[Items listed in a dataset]
- Opening Delimiter -

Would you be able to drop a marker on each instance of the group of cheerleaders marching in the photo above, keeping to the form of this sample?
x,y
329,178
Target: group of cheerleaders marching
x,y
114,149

- Closing Delimiter -

- Required action
Write out each entry exactly, and omit nothing.

- Output of the task
Would you be able to drop a marker on each instance of the group of cheerleaders marching in the photo above, keeping to the form of this sample?
x,y
329,178
Target: group of cheerleaders marching
x,y
114,149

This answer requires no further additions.